Jack Eschmann

Jack Eschmann Credit: Handout

Jack Eschmann, who dedicated his life to helping others, first as a police officer and then through charitable endeavors and church activities, died Wednesday at Winthrop-University Hospital in Mineola after a two-year battle with chronic obstructive pulmonary disease. He was 81.

One of his sons, Joseph Eschmann, of Wantagh, recalled that his dad had a "memorable" personality. "I think just about everyone he came in contact with remembers him because he was so personable. He did everything he could to help anyone throughout his life."

Eschmann's son traces it back to his father's injury in a plane crash in 1950, when he was 20 years old. The elder Eschmann, a U.S. Army Air Force mechanic, was piloting an old Army trainer plane when it crashed after clipping a tree, according to a newspaper account from that time. He survived with a broken leg and cuts.

"It goes back to the plane crash," Eschmann's son said. "He wanted to do everything for God for the rest of his life."

John Joseph Eschmann, better known as Jack, grew up in St. Albans, Queens, and attended Aviation High School. He met his wife of 58 years, Winifred, in St. Albans. The couple married and soon moved to Bellmore, where they continued to reside.

* [DATA SEGMENT]:
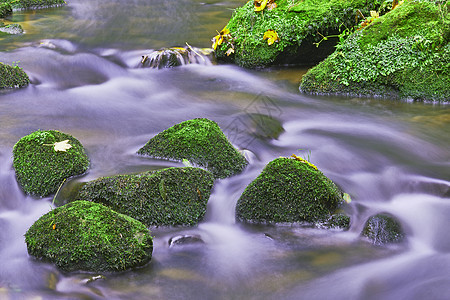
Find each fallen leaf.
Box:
[53,140,72,152]
[263,29,279,46]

* [PARTS OF THE EXERCISE]:
1. According to the Jack Eschmann obituary, where did he meet his wife, Winifred?
2. Repeat the passage of the Jack Eschmann obituary from "Jack Eschmann, who" to "disease. He was 81.".
3. Write the next part of the Jack Eschmann obituary, picking up after its final sentence.

* [EXERCISE RESULTS]:
1. He met her in St. Albans.

2.
Jack Eschmann, who dedicated his life to helping others, first as a police officer and then through charitable endeavors and church activities, died Wednesday at Winthrop-University Hospital in Mineola after a two-year battle with chronic obstructive pulmonary disease. He was 81.

3.
Eschmann served in the U.S. Air Force from 1947 to 1952, according to his son. From 1955 to 1975, Eschmann was a Nassau County police officer, according to his family. His son said Eschmann had flown a Nassau Police Department helicopter for a few years.

After retiring from the police force, Eschmann founded, through the St. Vincent de Paul Society, two projects: Anthony House, which provided housing for homeless people, and Dismas House, a home for recently released inmates. He was a longtime parishioner of St. Barnabas Church in Bellmore.

Eschmann also traveled to the back-country mountains in the Dominican Republic, helping residents there with such projects as a water purification system, his son said.

At the time of his death, Eschmann was vice president of the Life Center in Deer Park, which, according to news reports, was a pregnancy counseling clinic affiliated with the anti-abortion movement. During a time of heightened protests and vandalism against abortion clinics, including on Long Island, Eschmann told Newsday in 1995 that vandalism went against the spirit of the mainstream anti-abortion movement. "We are totally opposed to actions of this kind," he said.

In addition to his wife and son Joseph, Eschmann is survived by seven other children: daughters Catherine West, of Wiliamsburg, Va.; Marie Price, of Bristow, Va.; Theresa Breintenbach, Irene Eschmann, Elizabeth McCabe, and Susan Bashian, all of Bellmore; and son John Jr., of Warwick, N.Y.; brothers Richard Eschmann, of Merrick, and Charles Eschmann, of Babylon; 27 grandchildren and eight great-grandchildren.

A wake for Eschmann is Sunday from 2 to 4 p.m. and 7 to 9:30 p.m. at C.S. Bartholomew & Son Funeral Home in Bellmore. A funeral Mass is to be offered at 9:45 a.m. Monday at St. Barnabas Church in Bellmore.